Task description: Transcribe the data exactly, stopping after the "TARGET = hand holding pot" line.

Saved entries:
-------------------------

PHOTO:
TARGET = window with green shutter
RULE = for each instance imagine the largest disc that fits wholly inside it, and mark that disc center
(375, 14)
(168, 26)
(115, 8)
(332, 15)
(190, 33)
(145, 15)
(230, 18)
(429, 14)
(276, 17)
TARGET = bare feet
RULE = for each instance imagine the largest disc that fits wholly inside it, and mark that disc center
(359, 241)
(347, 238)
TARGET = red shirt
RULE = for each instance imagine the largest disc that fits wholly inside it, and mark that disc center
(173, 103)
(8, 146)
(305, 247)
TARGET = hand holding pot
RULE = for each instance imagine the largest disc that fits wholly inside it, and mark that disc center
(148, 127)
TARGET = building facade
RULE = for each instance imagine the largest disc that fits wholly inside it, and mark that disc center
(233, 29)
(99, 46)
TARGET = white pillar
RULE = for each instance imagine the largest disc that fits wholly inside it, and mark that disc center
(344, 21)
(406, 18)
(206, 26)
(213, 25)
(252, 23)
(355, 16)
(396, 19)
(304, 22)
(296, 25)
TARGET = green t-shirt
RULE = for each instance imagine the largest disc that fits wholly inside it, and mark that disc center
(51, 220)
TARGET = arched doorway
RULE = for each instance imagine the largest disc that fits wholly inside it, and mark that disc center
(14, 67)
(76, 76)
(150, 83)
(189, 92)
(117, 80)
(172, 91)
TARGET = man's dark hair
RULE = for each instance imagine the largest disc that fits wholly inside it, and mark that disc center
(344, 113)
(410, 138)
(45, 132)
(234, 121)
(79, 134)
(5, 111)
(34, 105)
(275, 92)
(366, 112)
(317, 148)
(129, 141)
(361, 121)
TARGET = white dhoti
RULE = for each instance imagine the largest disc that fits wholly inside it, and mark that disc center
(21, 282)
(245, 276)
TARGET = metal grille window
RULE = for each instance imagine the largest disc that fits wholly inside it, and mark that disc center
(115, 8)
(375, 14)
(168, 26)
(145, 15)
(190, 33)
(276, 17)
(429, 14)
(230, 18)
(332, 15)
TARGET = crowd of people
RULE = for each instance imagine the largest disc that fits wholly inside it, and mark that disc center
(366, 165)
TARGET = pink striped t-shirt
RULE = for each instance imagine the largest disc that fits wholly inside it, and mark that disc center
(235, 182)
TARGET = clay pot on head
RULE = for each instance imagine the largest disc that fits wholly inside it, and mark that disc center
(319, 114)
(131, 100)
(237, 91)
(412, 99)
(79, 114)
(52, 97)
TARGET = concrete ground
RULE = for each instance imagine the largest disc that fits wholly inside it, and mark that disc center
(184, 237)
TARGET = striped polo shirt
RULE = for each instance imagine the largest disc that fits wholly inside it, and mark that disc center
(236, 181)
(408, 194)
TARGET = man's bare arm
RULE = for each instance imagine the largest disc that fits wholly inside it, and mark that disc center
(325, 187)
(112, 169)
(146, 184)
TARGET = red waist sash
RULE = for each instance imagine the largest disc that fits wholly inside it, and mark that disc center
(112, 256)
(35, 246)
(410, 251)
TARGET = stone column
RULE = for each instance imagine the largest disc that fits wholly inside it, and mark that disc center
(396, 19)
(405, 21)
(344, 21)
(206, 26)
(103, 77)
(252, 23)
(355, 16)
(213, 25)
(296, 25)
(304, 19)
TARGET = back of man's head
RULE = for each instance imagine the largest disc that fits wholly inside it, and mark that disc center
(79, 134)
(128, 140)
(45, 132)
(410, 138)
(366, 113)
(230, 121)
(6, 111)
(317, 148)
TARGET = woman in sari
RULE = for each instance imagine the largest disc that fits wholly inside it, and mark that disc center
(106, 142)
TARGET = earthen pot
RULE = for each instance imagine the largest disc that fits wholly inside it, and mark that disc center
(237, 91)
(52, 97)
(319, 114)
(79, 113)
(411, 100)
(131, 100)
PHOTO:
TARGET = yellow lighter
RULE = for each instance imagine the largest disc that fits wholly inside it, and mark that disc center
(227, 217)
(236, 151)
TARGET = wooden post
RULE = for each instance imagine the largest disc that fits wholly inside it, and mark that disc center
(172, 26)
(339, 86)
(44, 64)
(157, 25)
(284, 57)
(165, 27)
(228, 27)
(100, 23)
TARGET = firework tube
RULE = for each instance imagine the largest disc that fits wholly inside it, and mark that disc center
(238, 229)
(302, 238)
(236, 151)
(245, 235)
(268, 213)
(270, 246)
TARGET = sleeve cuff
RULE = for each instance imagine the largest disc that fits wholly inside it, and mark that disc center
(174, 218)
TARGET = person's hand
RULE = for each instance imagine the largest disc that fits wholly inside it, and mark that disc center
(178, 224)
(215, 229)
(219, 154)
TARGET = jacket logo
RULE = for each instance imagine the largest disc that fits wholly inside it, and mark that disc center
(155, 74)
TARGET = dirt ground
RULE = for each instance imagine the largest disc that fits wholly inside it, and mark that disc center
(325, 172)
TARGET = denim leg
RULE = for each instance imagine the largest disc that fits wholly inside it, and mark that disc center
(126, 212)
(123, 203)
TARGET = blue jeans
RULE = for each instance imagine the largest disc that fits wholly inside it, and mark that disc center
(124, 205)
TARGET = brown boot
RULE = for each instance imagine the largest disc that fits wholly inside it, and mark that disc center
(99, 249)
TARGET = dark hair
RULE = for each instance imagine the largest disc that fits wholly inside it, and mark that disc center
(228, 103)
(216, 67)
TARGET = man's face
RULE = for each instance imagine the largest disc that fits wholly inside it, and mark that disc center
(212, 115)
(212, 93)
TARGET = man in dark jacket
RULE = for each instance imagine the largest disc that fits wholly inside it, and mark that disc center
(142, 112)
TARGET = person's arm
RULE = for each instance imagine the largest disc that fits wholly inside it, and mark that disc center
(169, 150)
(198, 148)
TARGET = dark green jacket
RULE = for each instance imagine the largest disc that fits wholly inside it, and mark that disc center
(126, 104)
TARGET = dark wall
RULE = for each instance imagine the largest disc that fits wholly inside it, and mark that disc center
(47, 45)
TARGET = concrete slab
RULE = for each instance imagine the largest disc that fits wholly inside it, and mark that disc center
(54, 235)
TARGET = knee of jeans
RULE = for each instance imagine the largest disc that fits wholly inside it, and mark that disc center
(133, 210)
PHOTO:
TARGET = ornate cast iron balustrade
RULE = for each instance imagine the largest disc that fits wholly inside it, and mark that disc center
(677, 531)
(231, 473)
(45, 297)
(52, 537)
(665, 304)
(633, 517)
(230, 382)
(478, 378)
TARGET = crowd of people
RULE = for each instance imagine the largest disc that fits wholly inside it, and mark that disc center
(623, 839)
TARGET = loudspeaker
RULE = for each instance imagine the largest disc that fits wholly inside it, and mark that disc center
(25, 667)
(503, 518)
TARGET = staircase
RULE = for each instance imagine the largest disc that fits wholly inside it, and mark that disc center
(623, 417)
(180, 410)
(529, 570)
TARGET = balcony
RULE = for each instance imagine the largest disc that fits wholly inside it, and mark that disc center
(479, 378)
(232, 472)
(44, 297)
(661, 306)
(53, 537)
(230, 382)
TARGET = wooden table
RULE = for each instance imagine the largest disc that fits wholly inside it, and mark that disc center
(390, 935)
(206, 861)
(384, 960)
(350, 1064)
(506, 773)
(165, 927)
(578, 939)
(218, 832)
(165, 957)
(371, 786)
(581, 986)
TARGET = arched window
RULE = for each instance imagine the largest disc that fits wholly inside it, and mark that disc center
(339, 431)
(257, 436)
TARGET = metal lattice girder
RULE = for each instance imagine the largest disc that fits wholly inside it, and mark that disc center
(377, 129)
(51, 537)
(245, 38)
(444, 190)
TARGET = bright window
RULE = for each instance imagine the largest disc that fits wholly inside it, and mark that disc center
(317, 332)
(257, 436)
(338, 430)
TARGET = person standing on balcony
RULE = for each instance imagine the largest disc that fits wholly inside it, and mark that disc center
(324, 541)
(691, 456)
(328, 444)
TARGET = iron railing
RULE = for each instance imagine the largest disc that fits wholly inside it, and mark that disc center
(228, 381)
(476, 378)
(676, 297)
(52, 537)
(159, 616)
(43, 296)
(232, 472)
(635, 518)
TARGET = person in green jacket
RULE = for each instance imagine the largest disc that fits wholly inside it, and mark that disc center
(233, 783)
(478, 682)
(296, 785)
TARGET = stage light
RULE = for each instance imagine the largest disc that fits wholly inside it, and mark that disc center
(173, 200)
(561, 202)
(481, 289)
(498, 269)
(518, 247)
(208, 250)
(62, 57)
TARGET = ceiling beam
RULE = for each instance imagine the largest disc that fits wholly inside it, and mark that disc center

-------------------------

Output for this task:
PHOTO:
TARGET = window with green shutter
RULE = for each instance imagine the largest disc that fits wholly inside it, and mark that disc center
(375, 14)
(168, 26)
(115, 8)
(332, 15)
(190, 33)
(145, 15)
(230, 18)
(429, 14)
(276, 17)
TARGET = bare feet
RULE = for each instance imagine the largest disc that fits wholly inside it, and mark that disc center
(359, 241)
(347, 238)
TARGET = red shirt
RULE = for each instance imagine the largest disc that fits wholly inside it, and mark that disc center
(173, 103)
(8, 146)
(305, 247)
TARGET = hand holding pot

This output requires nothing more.